-- Passage to read --
Szabad Föld (Hungarian: Free Land or Soil) is a weekly newspaper published in Budapest, Hungary. The paper has been in circulation since 1945.

History and profile
Szabad Föld was established in 1945. The paper is published on a weekly basis and appears on Fridays. It was the organ of the People’s Patriotic Front and of the working peasantry during the communist rule in Hungary.

In the late 1990s the Attila József Foundation was the co-owner of Szabad Föld. The Geoholding media group became the owner of the weekly in July 2004 when it purchased paper's owner, Book Publisher Rt. Its publisher is Szabad Lap Publisher Kft.

The headquarters of Szabad Föld is in Budapest. However, its target audience is non-urban people, and it mostly covers local and agricultural issues. In fact, the paper was called as peasants' newspaper or countryside weekly during its initial phase. At that time the paper financed winter-evening lectures in the country.

Lajos Feher served as the editor-in-chief of Szabad Föld. As of 2010 its editor-in-chief was László Horváth.

-- Written tasks --
a - Print the part of the Szabad Föld article between "The headquarters of" and "was László Horváth.", inclusive.
b - Write the next part of the Szabad Föld article, starting right after its final sentence.

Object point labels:
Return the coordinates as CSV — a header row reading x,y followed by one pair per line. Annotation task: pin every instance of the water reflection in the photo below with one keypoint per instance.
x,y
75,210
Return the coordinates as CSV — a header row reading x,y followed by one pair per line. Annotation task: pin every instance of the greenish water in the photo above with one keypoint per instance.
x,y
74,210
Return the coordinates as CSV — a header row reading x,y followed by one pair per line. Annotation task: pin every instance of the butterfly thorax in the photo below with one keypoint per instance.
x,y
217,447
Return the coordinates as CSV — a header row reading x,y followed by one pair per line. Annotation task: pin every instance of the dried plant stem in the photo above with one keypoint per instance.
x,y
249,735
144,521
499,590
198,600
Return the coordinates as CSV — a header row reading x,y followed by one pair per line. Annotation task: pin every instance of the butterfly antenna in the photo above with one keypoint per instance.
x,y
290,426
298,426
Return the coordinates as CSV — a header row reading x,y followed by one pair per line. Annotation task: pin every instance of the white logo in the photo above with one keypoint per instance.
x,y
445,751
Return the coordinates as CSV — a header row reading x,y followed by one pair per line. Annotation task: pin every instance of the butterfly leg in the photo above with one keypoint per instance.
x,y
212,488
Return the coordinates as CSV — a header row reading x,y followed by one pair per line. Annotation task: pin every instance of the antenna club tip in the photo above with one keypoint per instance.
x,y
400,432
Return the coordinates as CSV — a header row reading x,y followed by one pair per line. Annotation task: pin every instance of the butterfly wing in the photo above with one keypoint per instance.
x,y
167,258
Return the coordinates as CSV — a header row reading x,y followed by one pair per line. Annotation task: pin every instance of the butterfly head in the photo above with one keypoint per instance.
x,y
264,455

==

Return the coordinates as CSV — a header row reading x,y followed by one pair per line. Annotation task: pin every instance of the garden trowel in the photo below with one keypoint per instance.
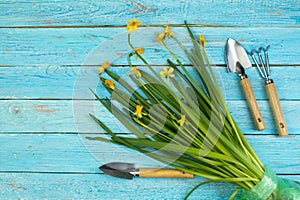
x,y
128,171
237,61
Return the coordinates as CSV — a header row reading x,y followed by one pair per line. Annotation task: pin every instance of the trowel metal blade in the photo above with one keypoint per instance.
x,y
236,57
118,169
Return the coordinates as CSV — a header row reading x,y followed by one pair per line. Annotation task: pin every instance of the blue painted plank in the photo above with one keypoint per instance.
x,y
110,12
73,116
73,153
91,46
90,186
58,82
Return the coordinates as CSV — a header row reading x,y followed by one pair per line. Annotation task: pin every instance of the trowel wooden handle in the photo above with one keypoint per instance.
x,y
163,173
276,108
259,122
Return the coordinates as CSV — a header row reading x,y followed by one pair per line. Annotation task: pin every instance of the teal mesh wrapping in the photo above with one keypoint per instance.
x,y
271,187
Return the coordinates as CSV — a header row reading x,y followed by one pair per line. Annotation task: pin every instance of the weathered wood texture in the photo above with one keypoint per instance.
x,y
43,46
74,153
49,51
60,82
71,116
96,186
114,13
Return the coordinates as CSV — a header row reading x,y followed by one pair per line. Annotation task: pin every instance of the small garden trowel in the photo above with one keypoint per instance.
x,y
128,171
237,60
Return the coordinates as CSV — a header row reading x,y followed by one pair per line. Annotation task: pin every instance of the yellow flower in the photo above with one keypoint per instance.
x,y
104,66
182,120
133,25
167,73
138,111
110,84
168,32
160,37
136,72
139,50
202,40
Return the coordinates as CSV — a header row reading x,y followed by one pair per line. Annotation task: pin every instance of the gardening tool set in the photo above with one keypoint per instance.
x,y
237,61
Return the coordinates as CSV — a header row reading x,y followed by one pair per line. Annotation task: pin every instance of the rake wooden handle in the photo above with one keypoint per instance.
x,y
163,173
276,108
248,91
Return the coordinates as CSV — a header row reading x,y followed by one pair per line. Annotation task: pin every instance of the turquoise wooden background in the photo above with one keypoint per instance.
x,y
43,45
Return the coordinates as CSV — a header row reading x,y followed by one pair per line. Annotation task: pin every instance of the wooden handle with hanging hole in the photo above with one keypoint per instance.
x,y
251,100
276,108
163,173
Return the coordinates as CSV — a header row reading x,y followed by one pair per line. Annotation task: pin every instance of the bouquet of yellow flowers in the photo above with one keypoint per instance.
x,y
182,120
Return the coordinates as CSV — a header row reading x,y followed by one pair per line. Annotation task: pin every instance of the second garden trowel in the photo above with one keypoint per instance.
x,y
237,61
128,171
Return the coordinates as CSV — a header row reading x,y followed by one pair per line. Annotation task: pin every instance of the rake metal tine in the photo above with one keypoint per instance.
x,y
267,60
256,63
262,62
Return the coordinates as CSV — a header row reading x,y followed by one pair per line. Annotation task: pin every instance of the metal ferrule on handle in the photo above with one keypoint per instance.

-- Answers in order --
a -
The headquarters of Szabad Föld is in Budapest. However, its target audience is non-urban people, and it mostly covers local and agricultural issues. In fact, the paper was called as peasants' newspaper or countryside weekly during its initial phase. At that time the paper financed winter-evening lectures in the country.

Lajos Feher served as the editor-in-chief of Szabad Föld. As of 2010 its editor-in-chief was László Horváth.

b -
Circulation
In 1976 Szabad Föld sold 350,000 copies. Its circulation was 176,385 copies in 2002. In 2003 the weekly had a circulation of 160,000 copies. The paper sold 115,326 copies in 2009, making it the second most read weekly in the country. The circulation of the paper was 82,261 copies in 2013. Its circulation decreased to 37,859 in 2022.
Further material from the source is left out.